> Your objective
Would it be possible to quote, exactly and in full, the lines from the one with "the red beak" through the end of the entries below?

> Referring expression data
----------
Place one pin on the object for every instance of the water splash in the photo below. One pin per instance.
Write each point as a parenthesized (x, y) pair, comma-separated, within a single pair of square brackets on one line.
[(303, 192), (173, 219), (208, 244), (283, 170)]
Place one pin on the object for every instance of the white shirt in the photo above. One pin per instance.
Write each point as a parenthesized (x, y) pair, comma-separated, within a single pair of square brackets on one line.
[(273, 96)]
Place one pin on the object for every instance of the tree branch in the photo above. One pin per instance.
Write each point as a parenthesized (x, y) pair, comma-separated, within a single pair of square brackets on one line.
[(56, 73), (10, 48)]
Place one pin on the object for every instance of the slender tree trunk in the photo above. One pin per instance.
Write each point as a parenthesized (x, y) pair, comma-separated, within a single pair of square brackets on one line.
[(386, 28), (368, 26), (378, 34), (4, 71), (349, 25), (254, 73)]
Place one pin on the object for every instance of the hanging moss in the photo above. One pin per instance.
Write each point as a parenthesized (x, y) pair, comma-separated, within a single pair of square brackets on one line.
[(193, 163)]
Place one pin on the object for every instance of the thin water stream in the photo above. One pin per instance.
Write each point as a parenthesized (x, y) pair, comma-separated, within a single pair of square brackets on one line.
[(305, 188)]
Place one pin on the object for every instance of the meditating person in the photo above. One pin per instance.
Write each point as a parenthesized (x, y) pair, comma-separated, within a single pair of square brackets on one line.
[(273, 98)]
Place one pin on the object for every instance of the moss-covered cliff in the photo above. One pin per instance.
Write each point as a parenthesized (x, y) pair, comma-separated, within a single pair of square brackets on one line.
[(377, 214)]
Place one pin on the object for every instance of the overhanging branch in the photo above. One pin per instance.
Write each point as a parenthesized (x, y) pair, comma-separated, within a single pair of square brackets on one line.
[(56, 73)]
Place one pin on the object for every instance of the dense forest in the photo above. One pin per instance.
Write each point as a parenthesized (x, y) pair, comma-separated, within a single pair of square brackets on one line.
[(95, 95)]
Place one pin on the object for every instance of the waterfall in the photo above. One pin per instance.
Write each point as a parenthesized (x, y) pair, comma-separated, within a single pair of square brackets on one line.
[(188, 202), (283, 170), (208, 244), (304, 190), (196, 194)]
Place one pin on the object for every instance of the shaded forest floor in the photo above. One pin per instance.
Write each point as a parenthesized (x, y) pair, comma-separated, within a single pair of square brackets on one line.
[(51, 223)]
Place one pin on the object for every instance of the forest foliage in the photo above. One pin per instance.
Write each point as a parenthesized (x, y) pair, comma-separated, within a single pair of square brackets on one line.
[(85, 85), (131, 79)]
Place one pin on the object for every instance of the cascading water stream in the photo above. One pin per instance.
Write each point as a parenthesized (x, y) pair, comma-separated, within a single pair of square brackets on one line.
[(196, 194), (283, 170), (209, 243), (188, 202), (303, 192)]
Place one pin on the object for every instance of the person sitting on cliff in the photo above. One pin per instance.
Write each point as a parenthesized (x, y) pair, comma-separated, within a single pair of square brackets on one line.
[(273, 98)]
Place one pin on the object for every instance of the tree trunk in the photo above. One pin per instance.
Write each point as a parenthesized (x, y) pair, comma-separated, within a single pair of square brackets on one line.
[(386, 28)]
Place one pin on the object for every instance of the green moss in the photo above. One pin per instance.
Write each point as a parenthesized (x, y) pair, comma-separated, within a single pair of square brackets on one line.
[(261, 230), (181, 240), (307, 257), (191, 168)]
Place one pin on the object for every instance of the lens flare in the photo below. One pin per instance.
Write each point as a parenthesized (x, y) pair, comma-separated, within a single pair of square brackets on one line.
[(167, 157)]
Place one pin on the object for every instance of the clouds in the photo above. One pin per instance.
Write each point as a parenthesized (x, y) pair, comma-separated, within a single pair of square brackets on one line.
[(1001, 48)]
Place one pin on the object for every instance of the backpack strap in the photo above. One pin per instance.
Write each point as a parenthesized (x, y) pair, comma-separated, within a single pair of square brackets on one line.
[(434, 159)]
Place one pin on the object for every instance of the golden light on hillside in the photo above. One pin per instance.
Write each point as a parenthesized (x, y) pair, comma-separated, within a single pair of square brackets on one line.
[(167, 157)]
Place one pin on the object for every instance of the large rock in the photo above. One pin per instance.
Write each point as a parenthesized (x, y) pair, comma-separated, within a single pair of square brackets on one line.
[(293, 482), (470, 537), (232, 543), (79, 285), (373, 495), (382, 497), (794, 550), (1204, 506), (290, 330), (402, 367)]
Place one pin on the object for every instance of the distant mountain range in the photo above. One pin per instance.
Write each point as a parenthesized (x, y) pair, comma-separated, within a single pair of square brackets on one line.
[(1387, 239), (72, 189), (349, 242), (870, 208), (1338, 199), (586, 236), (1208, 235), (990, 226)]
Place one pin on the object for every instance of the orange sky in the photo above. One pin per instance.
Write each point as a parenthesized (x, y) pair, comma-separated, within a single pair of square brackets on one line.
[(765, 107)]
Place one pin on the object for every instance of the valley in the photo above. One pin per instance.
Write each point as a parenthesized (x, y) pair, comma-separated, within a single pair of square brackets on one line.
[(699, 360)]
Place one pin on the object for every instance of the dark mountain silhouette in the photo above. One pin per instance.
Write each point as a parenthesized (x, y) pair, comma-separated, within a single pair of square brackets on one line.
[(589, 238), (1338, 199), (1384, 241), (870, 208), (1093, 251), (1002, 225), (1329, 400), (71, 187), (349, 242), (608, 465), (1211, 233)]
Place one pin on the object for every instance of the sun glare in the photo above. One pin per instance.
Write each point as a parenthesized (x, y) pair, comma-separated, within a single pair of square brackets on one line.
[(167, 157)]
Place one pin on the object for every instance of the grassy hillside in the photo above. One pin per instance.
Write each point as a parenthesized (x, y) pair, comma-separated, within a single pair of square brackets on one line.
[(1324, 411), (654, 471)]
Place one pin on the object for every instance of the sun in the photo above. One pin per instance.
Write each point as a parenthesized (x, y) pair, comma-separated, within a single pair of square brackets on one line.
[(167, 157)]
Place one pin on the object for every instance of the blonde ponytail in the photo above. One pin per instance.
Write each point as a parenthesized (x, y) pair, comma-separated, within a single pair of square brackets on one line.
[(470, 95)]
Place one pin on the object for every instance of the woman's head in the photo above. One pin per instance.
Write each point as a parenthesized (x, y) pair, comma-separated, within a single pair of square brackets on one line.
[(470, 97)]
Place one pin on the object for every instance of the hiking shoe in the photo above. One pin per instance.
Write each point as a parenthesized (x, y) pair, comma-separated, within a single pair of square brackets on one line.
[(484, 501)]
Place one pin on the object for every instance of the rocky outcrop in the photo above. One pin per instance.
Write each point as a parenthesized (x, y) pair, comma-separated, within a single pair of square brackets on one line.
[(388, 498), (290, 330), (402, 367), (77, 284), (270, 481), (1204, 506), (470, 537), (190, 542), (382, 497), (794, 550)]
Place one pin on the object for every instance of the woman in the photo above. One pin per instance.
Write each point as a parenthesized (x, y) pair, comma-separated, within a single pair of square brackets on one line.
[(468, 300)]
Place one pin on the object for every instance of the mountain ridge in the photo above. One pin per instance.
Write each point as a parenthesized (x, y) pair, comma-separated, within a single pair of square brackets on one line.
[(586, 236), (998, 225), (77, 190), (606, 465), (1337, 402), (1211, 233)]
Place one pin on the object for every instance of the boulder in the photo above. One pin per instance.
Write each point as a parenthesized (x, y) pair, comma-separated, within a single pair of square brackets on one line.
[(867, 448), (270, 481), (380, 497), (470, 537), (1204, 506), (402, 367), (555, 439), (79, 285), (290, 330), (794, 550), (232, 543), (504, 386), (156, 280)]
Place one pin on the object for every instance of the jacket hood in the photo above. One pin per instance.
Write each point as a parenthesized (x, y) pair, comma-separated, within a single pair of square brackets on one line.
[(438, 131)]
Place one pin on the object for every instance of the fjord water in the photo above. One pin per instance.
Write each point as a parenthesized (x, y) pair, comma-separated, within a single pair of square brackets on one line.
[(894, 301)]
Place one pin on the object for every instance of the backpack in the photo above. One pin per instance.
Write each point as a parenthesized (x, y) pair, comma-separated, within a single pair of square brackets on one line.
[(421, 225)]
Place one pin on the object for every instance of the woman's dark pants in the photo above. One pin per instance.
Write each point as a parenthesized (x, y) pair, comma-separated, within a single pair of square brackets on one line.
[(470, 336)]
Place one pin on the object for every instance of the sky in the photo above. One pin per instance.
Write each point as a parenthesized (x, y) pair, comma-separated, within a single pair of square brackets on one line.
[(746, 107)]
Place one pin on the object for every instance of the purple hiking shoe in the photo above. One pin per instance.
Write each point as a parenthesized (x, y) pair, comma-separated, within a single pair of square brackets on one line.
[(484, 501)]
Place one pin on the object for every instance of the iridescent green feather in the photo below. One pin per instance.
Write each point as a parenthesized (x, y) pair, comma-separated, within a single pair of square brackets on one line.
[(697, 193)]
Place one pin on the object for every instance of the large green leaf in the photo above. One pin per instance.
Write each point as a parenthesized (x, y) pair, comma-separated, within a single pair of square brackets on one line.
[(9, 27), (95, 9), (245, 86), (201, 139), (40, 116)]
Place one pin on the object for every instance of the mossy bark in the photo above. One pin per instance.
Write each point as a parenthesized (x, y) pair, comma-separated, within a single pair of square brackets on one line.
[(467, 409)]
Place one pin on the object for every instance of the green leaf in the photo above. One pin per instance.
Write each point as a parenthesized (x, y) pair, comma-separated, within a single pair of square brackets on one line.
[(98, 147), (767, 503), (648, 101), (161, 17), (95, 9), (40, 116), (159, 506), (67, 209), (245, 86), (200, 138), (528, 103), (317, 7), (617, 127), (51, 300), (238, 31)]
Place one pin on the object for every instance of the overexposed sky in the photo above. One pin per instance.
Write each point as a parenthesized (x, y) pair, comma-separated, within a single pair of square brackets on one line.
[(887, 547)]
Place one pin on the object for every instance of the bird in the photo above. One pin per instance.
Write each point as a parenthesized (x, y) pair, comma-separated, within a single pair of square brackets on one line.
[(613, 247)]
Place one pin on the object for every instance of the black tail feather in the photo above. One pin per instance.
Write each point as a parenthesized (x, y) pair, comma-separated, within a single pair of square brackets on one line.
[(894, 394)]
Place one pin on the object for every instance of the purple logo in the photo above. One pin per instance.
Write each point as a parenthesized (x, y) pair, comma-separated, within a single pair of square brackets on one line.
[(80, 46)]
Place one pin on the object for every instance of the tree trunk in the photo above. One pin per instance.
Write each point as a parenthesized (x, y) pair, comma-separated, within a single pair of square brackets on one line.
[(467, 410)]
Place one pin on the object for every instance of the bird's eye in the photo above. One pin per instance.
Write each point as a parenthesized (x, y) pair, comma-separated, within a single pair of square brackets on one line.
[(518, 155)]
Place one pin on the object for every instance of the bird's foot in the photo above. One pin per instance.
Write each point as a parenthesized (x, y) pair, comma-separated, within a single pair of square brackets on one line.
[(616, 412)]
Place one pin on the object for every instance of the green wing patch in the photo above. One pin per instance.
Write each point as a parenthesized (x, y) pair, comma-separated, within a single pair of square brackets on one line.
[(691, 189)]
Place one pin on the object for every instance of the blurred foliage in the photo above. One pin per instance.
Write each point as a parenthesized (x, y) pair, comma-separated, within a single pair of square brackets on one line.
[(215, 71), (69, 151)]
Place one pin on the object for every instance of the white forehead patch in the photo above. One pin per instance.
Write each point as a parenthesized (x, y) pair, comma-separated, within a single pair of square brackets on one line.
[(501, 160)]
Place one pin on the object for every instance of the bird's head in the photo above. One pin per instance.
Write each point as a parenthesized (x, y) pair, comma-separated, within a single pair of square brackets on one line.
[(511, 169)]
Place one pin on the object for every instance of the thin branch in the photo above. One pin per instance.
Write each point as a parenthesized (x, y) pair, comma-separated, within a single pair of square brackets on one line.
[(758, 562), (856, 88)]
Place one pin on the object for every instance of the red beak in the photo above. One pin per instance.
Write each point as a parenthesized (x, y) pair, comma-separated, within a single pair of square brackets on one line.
----------
> Output below
Place one pin on the object for every instance of the red beak in the photo above. One pin per instance.
Write each point as a parenthesized (x, y) pair, comma-separated, within a single pair of square brackets on one line.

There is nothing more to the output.